- [GIVEN TASK]
Can you copy every entry below word for word, leaving the pictures out?

──────── INPUT DATA ────────

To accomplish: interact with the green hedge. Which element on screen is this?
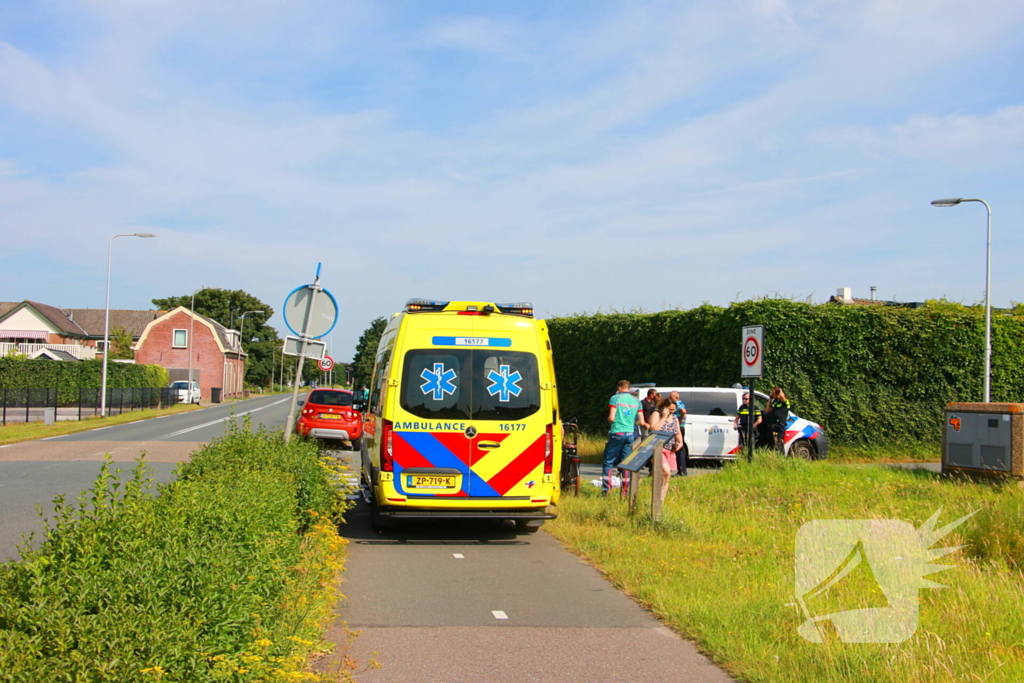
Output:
[0,423,344,683]
[548,299,1024,445]
[0,356,170,401]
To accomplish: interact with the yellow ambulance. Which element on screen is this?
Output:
[361,299,561,532]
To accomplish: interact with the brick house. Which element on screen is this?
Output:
[134,306,246,401]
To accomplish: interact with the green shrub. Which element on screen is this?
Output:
[0,357,170,402]
[0,423,344,682]
[548,299,1024,446]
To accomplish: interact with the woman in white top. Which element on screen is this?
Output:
[650,397,683,503]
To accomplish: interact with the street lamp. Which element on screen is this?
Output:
[186,287,220,402]
[99,232,157,418]
[234,310,262,397]
[932,197,992,403]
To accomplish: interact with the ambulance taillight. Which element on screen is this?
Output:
[544,425,555,474]
[381,420,394,472]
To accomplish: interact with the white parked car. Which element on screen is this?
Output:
[171,380,203,403]
[633,384,828,460]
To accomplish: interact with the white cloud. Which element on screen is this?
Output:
[0,0,1024,352]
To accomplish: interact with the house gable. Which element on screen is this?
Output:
[0,306,63,338]
[132,306,228,353]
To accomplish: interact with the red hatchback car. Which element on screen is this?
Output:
[295,389,362,450]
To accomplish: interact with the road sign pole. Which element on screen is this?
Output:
[746,377,757,463]
[739,325,765,463]
[285,263,322,443]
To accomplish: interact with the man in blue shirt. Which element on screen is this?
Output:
[601,380,647,494]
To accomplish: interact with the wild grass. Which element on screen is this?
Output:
[0,403,200,445]
[546,454,1024,683]
[0,425,356,683]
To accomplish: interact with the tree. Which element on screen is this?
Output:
[111,328,135,360]
[153,290,281,386]
[352,317,387,389]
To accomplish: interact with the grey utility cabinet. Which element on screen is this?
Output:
[942,403,1024,479]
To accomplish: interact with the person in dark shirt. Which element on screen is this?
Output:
[640,389,662,438]
[765,387,790,453]
[732,392,761,450]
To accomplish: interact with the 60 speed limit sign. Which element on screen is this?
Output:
[739,325,765,377]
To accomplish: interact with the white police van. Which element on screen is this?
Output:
[633,384,828,460]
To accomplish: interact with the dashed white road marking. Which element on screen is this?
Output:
[157,397,291,440]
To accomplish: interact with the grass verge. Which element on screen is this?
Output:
[580,433,941,464]
[0,403,200,445]
[546,454,1024,683]
[0,425,356,683]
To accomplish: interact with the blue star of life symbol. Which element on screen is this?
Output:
[420,362,457,400]
[487,366,522,403]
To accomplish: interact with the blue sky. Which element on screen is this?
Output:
[0,0,1024,359]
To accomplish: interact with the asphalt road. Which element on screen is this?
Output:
[0,395,291,562]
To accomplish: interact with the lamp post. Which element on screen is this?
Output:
[239,310,264,395]
[187,287,220,403]
[99,232,157,418]
[932,197,992,403]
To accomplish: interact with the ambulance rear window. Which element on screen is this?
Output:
[401,348,541,420]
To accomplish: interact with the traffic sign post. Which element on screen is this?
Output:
[282,263,338,443]
[739,325,765,462]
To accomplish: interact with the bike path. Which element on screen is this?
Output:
[317,454,732,683]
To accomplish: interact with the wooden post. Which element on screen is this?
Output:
[630,472,640,515]
[650,449,665,522]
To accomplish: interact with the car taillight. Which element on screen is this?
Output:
[544,425,555,474]
[381,420,394,472]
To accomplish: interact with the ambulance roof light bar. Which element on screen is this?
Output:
[495,301,534,317]
[406,299,450,313]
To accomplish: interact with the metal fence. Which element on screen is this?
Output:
[0,387,178,425]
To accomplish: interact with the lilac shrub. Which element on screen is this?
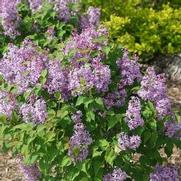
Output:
[0,0,181,181]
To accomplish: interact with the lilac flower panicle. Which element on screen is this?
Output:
[54,0,80,22]
[71,111,83,123]
[20,163,41,181]
[118,132,141,150]
[0,90,17,118]
[150,165,180,181]
[28,0,43,12]
[117,50,142,87]
[112,168,128,181]
[125,97,144,130]
[103,168,128,181]
[68,123,92,162]
[0,39,48,94]
[20,99,47,124]
[156,97,172,117]
[0,0,21,38]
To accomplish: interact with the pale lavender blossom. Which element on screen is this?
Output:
[118,132,141,150]
[81,7,101,29]
[156,97,172,117]
[71,110,83,123]
[117,50,142,87]
[138,67,166,102]
[164,121,181,138]
[20,163,41,181]
[28,0,43,12]
[68,123,92,162]
[0,39,48,93]
[149,165,180,181]
[0,0,21,38]
[0,90,17,118]
[20,99,48,124]
[103,168,128,181]
[125,96,144,130]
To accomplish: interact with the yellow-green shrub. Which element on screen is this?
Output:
[82,0,181,60]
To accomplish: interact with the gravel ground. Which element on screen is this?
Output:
[0,81,181,181]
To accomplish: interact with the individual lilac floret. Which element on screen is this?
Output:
[112,168,128,181]
[138,67,166,102]
[20,99,47,124]
[92,59,111,92]
[68,66,94,96]
[54,0,80,22]
[45,61,68,98]
[28,0,42,12]
[0,39,48,94]
[156,97,172,117]
[71,111,82,123]
[125,97,144,130]
[81,7,101,29]
[0,90,16,118]
[118,132,141,150]
[0,0,21,38]
[164,121,181,138]
[150,165,180,181]
[103,168,128,181]
[68,123,92,162]
[117,50,142,87]
[20,163,41,181]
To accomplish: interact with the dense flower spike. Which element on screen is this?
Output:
[150,165,180,181]
[164,121,181,138]
[45,60,68,98]
[0,0,21,38]
[118,132,141,150]
[103,168,128,181]
[54,0,80,22]
[117,50,142,87]
[20,163,41,181]
[20,99,47,124]
[68,123,92,162]
[0,40,48,93]
[0,90,16,118]
[28,0,42,12]
[125,97,144,130]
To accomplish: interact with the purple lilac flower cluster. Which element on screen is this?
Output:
[125,97,144,130]
[118,132,141,150]
[103,168,128,181]
[20,99,47,124]
[54,0,80,22]
[138,67,171,117]
[117,50,142,87]
[28,0,42,12]
[0,40,48,93]
[150,165,180,181]
[81,7,101,29]
[0,0,21,38]
[68,111,92,162]
[164,121,181,138]
[0,90,16,118]
[20,163,41,181]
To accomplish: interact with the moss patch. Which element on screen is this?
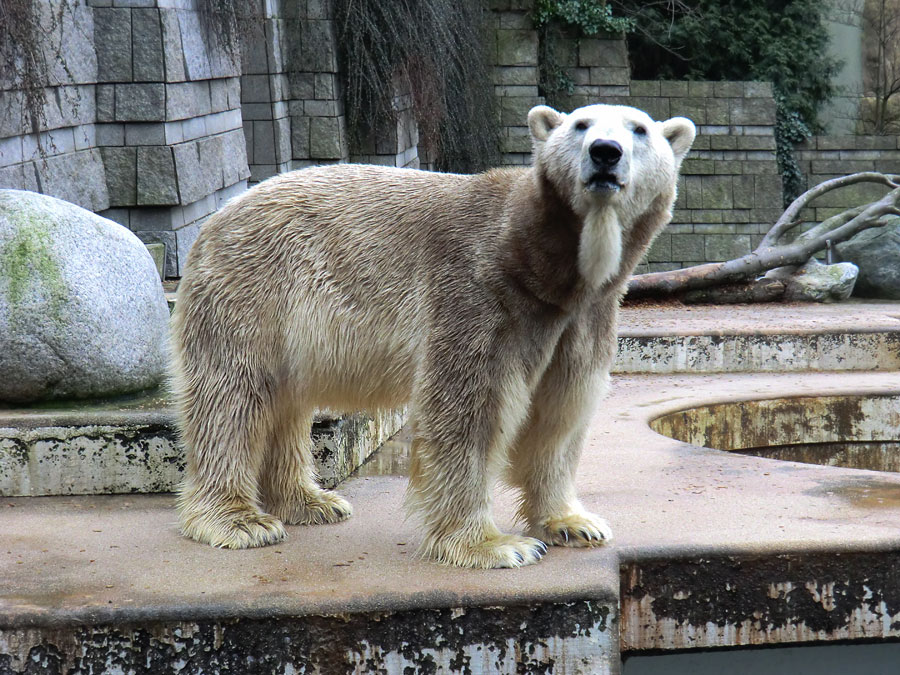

────────

- [FULL RESPONSE]
To accomplish: interact with the green hedge. Which element on screen is this?
Output:
[0,423,344,683]
[548,299,1024,445]
[0,356,170,401]
To accomplish: interact with the yellow ambulance. Which element on screen is this?
Output:
[361,299,561,532]
To accomplish: interact with the brick house. Which element on screen is this?
Output:
[134,306,246,401]
To accomplish: interact with the green shrub. Which element on screen is this?
Output:
[0,357,170,402]
[0,423,344,682]
[548,299,1024,446]
To accomplish: interact with the woman in white top. Which element on screen is this?
Output:
[650,397,683,503]
To accomplish: interact with the street lamp. Which element on screen is this?
Output:
[186,287,220,402]
[99,232,157,418]
[234,310,262,397]
[932,197,992,403]
To accomplish: interact with the ambulance taillight. Which element on screen is this?
Output:
[544,425,555,474]
[381,420,394,472]
To accomplish: interact with the white parked car. Which element on screen is this?
Output:
[171,380,203,403]
[633,384,828,460]
To accomplish: interact with the white cloud. Which element on screen is this?
Output:
[0,0,1024,352]
To accomplish: interact with the house gable. Which element on screen is this?
Output:
[0,306,63,338]
[132,306,228,353]
To accomplish: interact with the red hatchback car. Which element on screen is this?
Output:
[295,389,362,450]
To accomplish: interact with the road sign pole. Which element on screen is this?
Output:
[746,377,757,463]
[739,325,765,463]
[285,263,322,443]
To accomplish: interact with the man in blue shirt. Which element on screen is this?
Output:
[601,380,647,494]
To accomplish: interact with the wild grass. Which element on screen is this?
Output:
[0,403,200,445]
[546,454,1024,683]
[0,425,356,683]
To accomplish: interact with the tree. Which element on screen is this?
Output:
[111,328,135,360]
[153,290,281,386]
[352,317,387,389]
To accomplish: interact with the grey utility cabinet. Which element on screen is this?
Output:
[942,403,1024,479]
To accomplish: interact with the person in dark shirt. Which element on screen is this?
Output:
[640,389,662,438]
[765,387,790,453]
[732,392,761,450]
To accomplish: interact with the 60 speed limit sign. Which element on screen is this?
Output:
[739,325,765,377]
To accomplish: interact with the white police van. Which element on screen is this?
Output:
[633,384,828,460]
To accomplish: interact with the dashed white road marking. Which element on screen is this?
Output:
[157,397,291,440]
To accomplish: interact with the grass verge. Which element on screen is this?
Output:
[580,433,941,464]
[0,403,200,445]
[546,454,1024,683]
[0,425,356,683]
To accomplish: interact with the blue star of life symbol. Which element on screen is this?
Output:
[420,362,457,400]
[487,366,522,403]
To accomplish: interact with the blue sky. Which element on screen is this?
Output:
[0,0,1024,359]
To accomplish: interact with the asphalt road. Which element on screen is this?
Output:
[0,395,291,562]
To accomplish: interact with the lamp post. Which element on screen is this?
Output:
[239,310,264,395]
[187,287,220,403]
[99,232,157,418]
[932,197,992,403]
To accomplish: interact with the ambulance rear window. Which element on screen is this?
Output:
[401,348,541,420]
To accomplish: interact with the traffic sign post. Which element on screen is this?
Output:
[282,263,338,443]
[739,325,765,462]
To accomplish: interact with the bike path. Which element on screen is this?
Output:
[317,454,732,683]
To accomplish: interact with the wooden post. Which element on screen is this?
Output:
[630,472,640,515]
[650,449,665,522]
To accomplish: interact with the car taillight. Which element on screen is this?
Output:
[544,425,555,474]
[381,420,394,472]
To accomplish: interact with the ambulance roof light bar. Which element on screen is this?
Output:
[495,301,534,317]
[406,299,450,313]
To accomplish: interact with the metal fence. Which element on screen is this?
Output:
[0,387,178,425]
To accomplish: interact with the lilac shrub. Which element on screen is this?
Output:
[0,0,181,181]
To accomplish: interact with the lilac flower panicle. Which element on screen is this?
Output:
[54,0,80,22]
[71,111,83,123]
[20,163,41,181]
[118,132,141,150]
[0,90,17,118]
[150,165,180,181]
[28,0,43,12]
[117,50,142,87]
[112,168,128,181]
[125,97,144,130]
[103,168,128,181]
[68,123,92,162]
[0,39,48,94]
[20,99,47,124]
[156,97,172,117]
[0,0,21,38]
To accomplish: interact with the pale lavender blossom. Which element on screen is this?
Output:
[118,132,141,150]
[81,7,101,29]
[156,97,172,117]
[71,110,83,123]
[117,50,142,87]
[138,67,166,102]
[164,121,181,138]
[20,163,41,181]
[28,0,43,12]
[68,123,92,162]
[0,39,48,93]
[149,165,180,181]
[0,0,21,38]
[0,90,17,118]
[20,99,48,124]
[103,168,128,181]
[125,96,144,130]
To accomplish: interact with the yellow-green shrub. Which element on screen is this?
Output:
[82,0,181,60]
To accomplish: interact with the gravel ground. Which element on screen is this?
Output:
[0,81,181,181]
To accomplish: interact with the individual lilac floret. Which element on screen is this?
Output:
[112,168,128,181]
[138,67,166,102]
[20,99,47,124]
[92,59,111,92]
[68,66,94,96]
[54,0,80,22]
[45,61,68,98]
[28,0,42,12]
[0,39,48,94]
[156,97,172,117]
[71,111,82,123]
[125,97,144,130]
[81,7,101,29]
[0,90,16,118]
[118,132,141,150]
[0,0,21,38]
[164,121,181,138]
[150,165,180,181]
[103,168,128,181]
[68,123,92,162]
[117,50,142,87]
[20,163,41,181]
To accomplish: interact with the dense flower spike. Which element on screen is this?
Output:
[150,165,180,181]
[164,121,181,138]
[45,60,68,98]
[0,0,21,38]
[118,132,141,150]
[103,168,128,181]
[54,0,80,22]
[117,50,142,87]
[20,163,41,181]
[20,99,47,124]
[68,123,92,162]
[0,40,48,93]
[0,90,16,118]
[28,0,42,12]
[125,97,144,130]
To accomplish: interact with the purple lilac flower cluster. Which element on screen is this?
Output:
[125,97,144,130]
[118,132,141,150]
[103,168,128,181]
[20,99,47,124]
[54,0,80,22]
[138,67,171,117]
[117,50,142,87]
[28,0,42,12]
[0,40,48,93]
[150,165,180,181]
[81,7,101,29]
[0,0,21,38]
[68,111,92,162]
[164,121,181,138]
[0,90,16,118]
[20,163,41,181]
To accomplish: interact with the moss patch. Which element on screen is this?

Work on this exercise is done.